_EXERCISE BRIEF_. Would you copy only the lines below, beginning with the one that contains "Final review — confirm that every blue-grey" and running through the last entry line?
** Start of DATA FOR THIS EXERCISE **
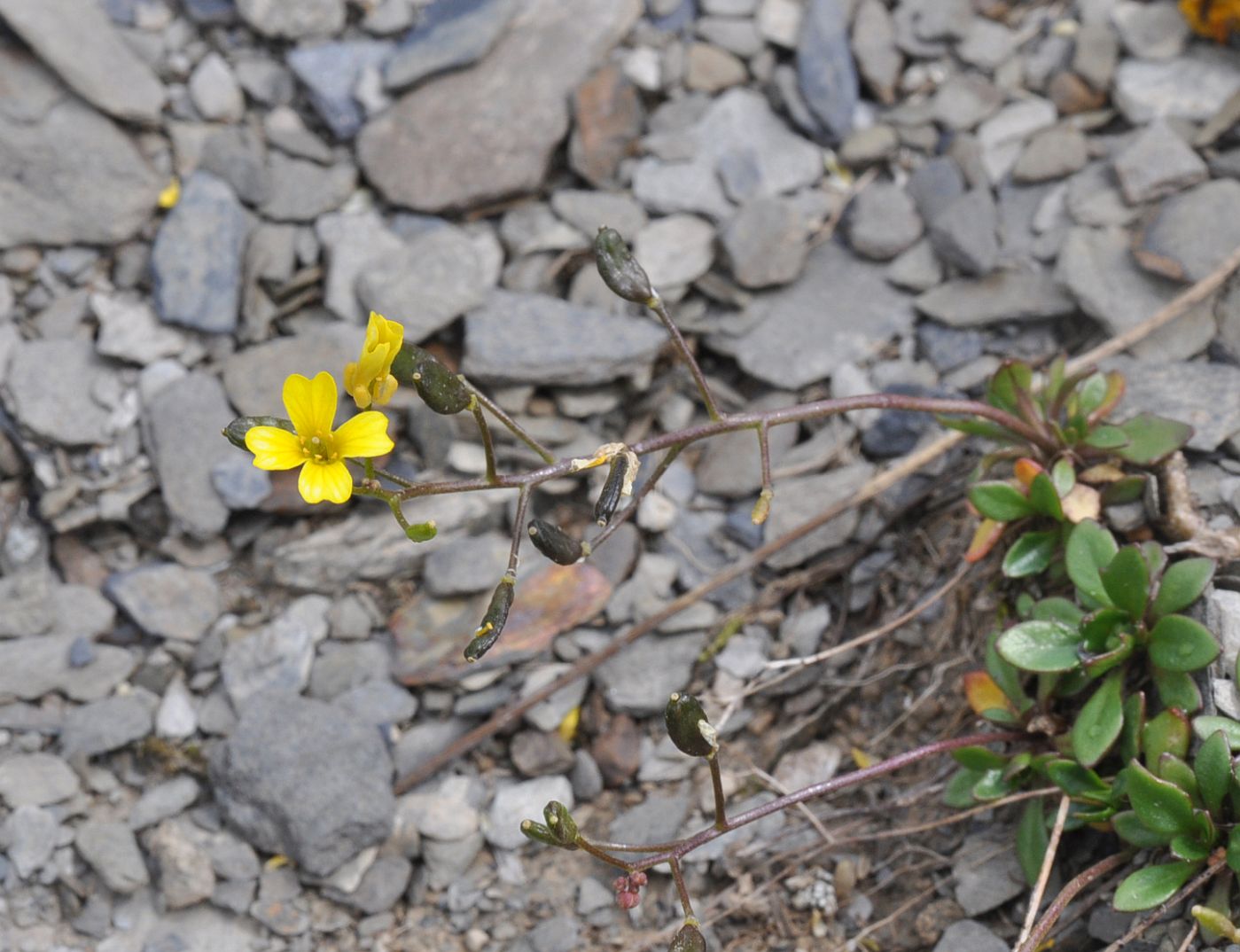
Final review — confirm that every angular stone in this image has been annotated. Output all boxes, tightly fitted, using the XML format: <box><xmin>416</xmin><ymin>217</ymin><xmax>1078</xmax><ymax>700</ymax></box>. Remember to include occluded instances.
<box><xmin>105</xmin><ymin>561</ymin><xmax>223</xmax><ymax>641</ymax></box>
<box><xmin>0</xmin><ymin>0</ymin><xmax>165</xmax><ymax>125</ymax></box>
<box><xmin>143</xmin><ymin>371</ymin><xmax>235</xmax><ymax>535</ymax></box>
<box><xmin>152</xmin><ymin>172</ymin><xmax>248</xmax><ymax>333</ymax></box>
<box><xmin>916</xmin><ymin>270</ymin><xmax>1076</xmax><ymax>327</ymax></box>
<box><xmin>211</xmin><ymin>693</ymin><xmax>395</xmax><ymax>877</ymax></box>
<box><xmin>357</xmin><ymin>0</ymin><xmax>638</xmax><ymax>212</ymax></box>
<box><xmin>463</xmin><ymin>292</ymin><xmax>665</xmax><ymax>386</ymax></box>
<box><xmin>736</xmin><ymin>242</ymin><xmax>913</xmax><ymax>389</ymax></box>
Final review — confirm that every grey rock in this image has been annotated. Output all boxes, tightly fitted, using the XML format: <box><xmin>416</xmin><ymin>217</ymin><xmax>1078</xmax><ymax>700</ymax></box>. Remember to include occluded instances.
<box><xmin>463</xmin><ymin>292</ymin><xmax>663</xmax><ymax>386</ymax></box>
<box><xmin>74</xmin><ymin>819</ymin><xmax>150</xmax><ymax>895</ymax></box>
<box><xmin>237</xmin><ymin>0</ymin><xmax>345</xmax><ymax>40</ymax></box>
<box><xmin>796</xmin><ymin>0</ymin><xmax>858</xmax><ymax>139</ymax></box>
<box><xmin>5</xmin><ymin>339</ymin><xmax>115</xmax><ymax>446</ymax></box>
<box><xmin>736</xmin><ymin>242</ymin><xmax>913</xmax><ymax>389</ymax></box>
<box><xmin>129</xmin><ymin>776</ymin><xmax>201</xmax><ymax>831</ymax></box>
<box><xmin>594</xmin><ymin>635</ymin><xmax>700</xmax><ymax>715</ymax></box>
<box><xmin>61</xmin><ymin>694</ymin><xmax>153</xmax><ymax>757</ymax></box>
<box><xmin>355</xmin><ymin>224</ymin><xmax>491</xmax><ymax>342</ymax></box>
<box><xmin>632</xmin><ymin>215</ymin><xmax>714</xmax><ymax>290</ymax></box>
<box><xmin>1112</xmin><ymin>43</ymin><xmax>1240</xmax><ymax>125</ymax></box>
<box><xmin>105</xmin><ymin>561</ymin><xmax>222</xmax><ymax>641</ymax></box>
<box><xmin>848</xmin><ymin>183</ymin><xmax>921</xmax><ymax>261</ymax></box>
<box><xmin>482</xmin><ymin>778</ymin><xmax>575</xmax><ymax>849</ymax></box>
<box><xmin>189</xmin><ymin>51</ymin><xmax>246</xmax><ymax>122</ymax></box>
<box><xmin>288</xmin><ymin>40</ymin><xmax>392</xmax><ymax>141</ymax></box>
<box><xmin>930</xmin><ymin>187</ymin><xmax>1000</xmax><ymax>275</ymax></box>
<box><xmin>357</xmin><ymin>0</ymin><xmax>638</xmax><ymax>212</ymax></box>
<box><xmin>1056</xmin><ymin>228</ymin><xmax>1215</xmax><ymax>361</ymax></box>
<box><xmin>211</xmin><ymin>693</ymin><xmax>395</xmax><ymax>877</ymax></box>
<box><xmin>220</xmin><ymin>595</ymin><xmax>331</xmax><ymax>709</ymax></box>
<box><xmin>767</xmin><ymin>463</ymin><xmax>874</xmax><ymax>569</ymax></box>
<box><xmin>916</xmin><ymin>270</ymin><xmax>1076</xmax><ymax>327</ymax></box>
<box><xmin>721</xmin><ymin>197</ymin><xmax>810</xmax><ymax>287</ymax></box>
<box><xmin>261</xmin><ymin>152</ymin><xmax>357</xmax><ymax>222</ymax></box>
<box><xmin>146</xmin><ymin>819</ymin><xmax>215</xmax><ymax>909</ymax></box>
<box><xmin>0</xmin><ymin>753</ymin><xmax>78</xmax><ymax>809</ymax></box>
<box><xmin>0</xmin><ymin>0</ymin><xmax>165</xmax><ymax>125</ymax></box>
<box><xmin>383</xmin><ymin>0</ymin><xmax>517</xmax><ymax>90</ymax></box>
<box><xmin>933</xmin><ymin>918</ymin><xmax>1008</xmax><ymax>952</ymax></box>
<box><xmin>1113</xmin><ymin>121</ymin><xmax>1209</xmax><ymax>205</ymax></box>
<box><xmin>1135</xmin><ymin>178</ymin><xmax>1240</xmax><ymax>283</ymax></box>
<box><xmin>143</xmin><ymin>372</ymin><xmax>237</xmax><ymax>535</ymax></box>
<box><xmin>1104</xmin><ymin>355</ymin><xmax>1240</xmax><ymax>452</ymax></box>
<box><xmin>152</xmin><ymin>172</ymin><xmax>248</xmax><ymax>333</ymax></box>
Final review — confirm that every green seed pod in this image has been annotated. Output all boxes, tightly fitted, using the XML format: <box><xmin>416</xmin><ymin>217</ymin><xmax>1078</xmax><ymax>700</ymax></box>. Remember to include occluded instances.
<box><xmin>663</xmin><ymin>694</ymin><xmax>719</xmax><ymax>757</ymax></box>
<box><xmin>221</xmin><ymin>417</ymin><xmax>296</xmax><ymax>450</ymax></box>
<box><xmin>529</xmin><ymin>519</ymin><xmax>584</xmax><ymax>566</ymax></box>
<box><xmin>594</xmin><ymin>452</ymin><xmax>628</xmax><ymax>526</ymax></box>
<box><xmin>543</xmin><ymin>800</ymin><xmax>577</xmax><ymax>849</ymax></box>
<box><xmin>594</xmin><ymin>228</ymin><xmax>659</xmax><ymax>306</ymax></box>
<box><xmin>667</xmin><ymin>922</ymin><xmax>706</xmax><ymax>952</ymax></box>
<box><xmin>465</xmin><ymin>575</ymin><xmax>517</xmax><ymax>662</ymax></box>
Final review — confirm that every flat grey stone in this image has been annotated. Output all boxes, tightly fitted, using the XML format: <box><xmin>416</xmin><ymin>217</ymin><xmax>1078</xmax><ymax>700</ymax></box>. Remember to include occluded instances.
<box><xmin>0</xmin><ymin>0</ymin><xmax>165</xmax><ymax>125</ymax></box>
<box><xmin>736</xmin><ymin>242</ymin><xmax>913</xmax><ymax>389</ymax></box>
<box><xmin>916</xmin><ymin>270</ymin><xmax>1076</xmax><ymax>327</ymax></box>
<box><xmin>463</xmin><ymin>292</ymin><xmax>665</xmax><ymax>386</ymax></box>
<box><xmin>74</xmin><ymin>819</ymin><xmax>150</xmax><ymax>895</ymax></box>
<box><xmin>152</xmin><ymin>172</ymin><xmax>248</xmax><ymax>333</ymax></box>
<box><xmin>105</xmin><ymin>561</ymin><xmax>223</xmax><ymax>641</ymax></box>
<box><xmin>357</xmin><ymin>0</ymin><xmax>638</xmax><ymax>212</ymax></box>
<box><xmin>143</xmin><ymin>371</ymin><xmax>235</xmax><ymax>535</ymax></box>
<box><xmin>211</xmin><ymin>693</ymin><xmax>395</xmax><ymax>877</ymax></box>
<box><xmin>383</xmin><ymin>0</ymin><xmax>519</xmax><ymax>90</ymax></box>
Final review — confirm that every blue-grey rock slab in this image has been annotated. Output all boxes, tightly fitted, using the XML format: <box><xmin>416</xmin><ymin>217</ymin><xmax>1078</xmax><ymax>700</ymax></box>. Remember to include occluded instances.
<box><xmin>463</xmin><ymin>292</ymin><xmax>665</xmax><ymax>386</ymax></box>
<box><xmin>383</xmin><ymin>0</ymin><xmax>519</xmax><ymax>90</ymax></box>
<box><xmin>211</xmin><ymin>693</ymin><xmax>395</xmax><ymax>877</ymax></box>
<box><xmin>152</xmin><ymin>172</ymin><xmax>248</xmax><ymax>333</ymax></box>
** End of DATA FOR THIS EXERCISE **
_SOLUTION FOR THIS PROBLEM_.
Final review — confirm that every blue-grey rock slab in this image has been annotated. Output all boxes, tightly fitted, using the XML format: <box><xmin>416</xmin><ymin>217</ymin><xmax>1078</xmax><ymax>700</ymax></box>. Remember to include occluded instances.
<box><xmin>463</xmin><ymin>292</ymin><xmax>665</xmax><ymax>386</ymax></box>
<box><xmin>383</xmin><ymin>0</ymin><xmax>519</xmax><ymax>90</ymax></box>
<box><xmin>211</xmin><ymin>693</ymin><xmax>395</xmax><ymax>877</ymax></box>
<box><xmin>152</xmin><ymin>172</ymin><xmax>248</xmax><ymax>333</ymax></box>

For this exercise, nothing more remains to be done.